* Available records
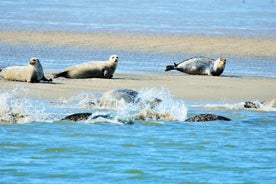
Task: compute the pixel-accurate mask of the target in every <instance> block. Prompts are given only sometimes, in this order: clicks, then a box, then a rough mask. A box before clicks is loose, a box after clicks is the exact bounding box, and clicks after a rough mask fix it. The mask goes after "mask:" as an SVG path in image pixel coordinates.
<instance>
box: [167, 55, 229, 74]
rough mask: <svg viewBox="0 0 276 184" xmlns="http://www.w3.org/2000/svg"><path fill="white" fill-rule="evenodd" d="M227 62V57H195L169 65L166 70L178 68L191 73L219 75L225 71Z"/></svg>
mask: <svg viewBox="0 0 276 184" xmlns="http://www.w3.org/2000/svg"><path fill="white" fill-rule="evenodd" d="M225 64H226V59H225V58H218V59H217V60H214V59H211V58H208V57H193V58H190V59H186V60H184V61H182V62H180V63H178V64H176V63H174V65H168V66H166V69H165V71H170V70H177V71H180V72H183V73H187V74H191V75H212V76H219V75H221V74H222V72H223V71H224V68H225Z"/></svg>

* Task prompt
Can you give the items above again with each "rough mask" changed to "coarse mask" and everything else unchanged, leaving out the pictures?

* Exercise output
Task: compute the pixel-accurate mask of the target in every <instance> block. Prompts are given only sometimes, in this order: clicks, then a box, then a coarse mask. A box before clicks is loose, a box after clicks is the exact bounding box, and clicks after a coarse mask fix it. The mask goes after "mask:" as an SVG path in image pixel coordinates.
<instance>
box: [167, 55, 229, 74]
coarse mask: <svg viewBox="0 0 276 184" xmlns="http://www.w3.org/2000/svg"><path fill="white" fill-rule="evenodd" d="M227 62V57H195L169 65L166 70L178 68L191 73L219 75L225 71Z"/></svg>
mask: <svg viewBox="0 0 276 184" xmlns="http://www.w3.org/2000/svg"><path fill="white" fill-rule="evenodd" d="M225 64H226V59H225V58H218V59H217V60H214V59H211V58H208V57H193V58H190V59H186V60H184V61H182V62H180V63H178V64H176V63H174V65H168V66H166V69H165V71H170V70H177V71H180V72H183V73H187V74H191V75H212V76H219V75H221V74H222V72H223V71H224V68H225Z"/></svg>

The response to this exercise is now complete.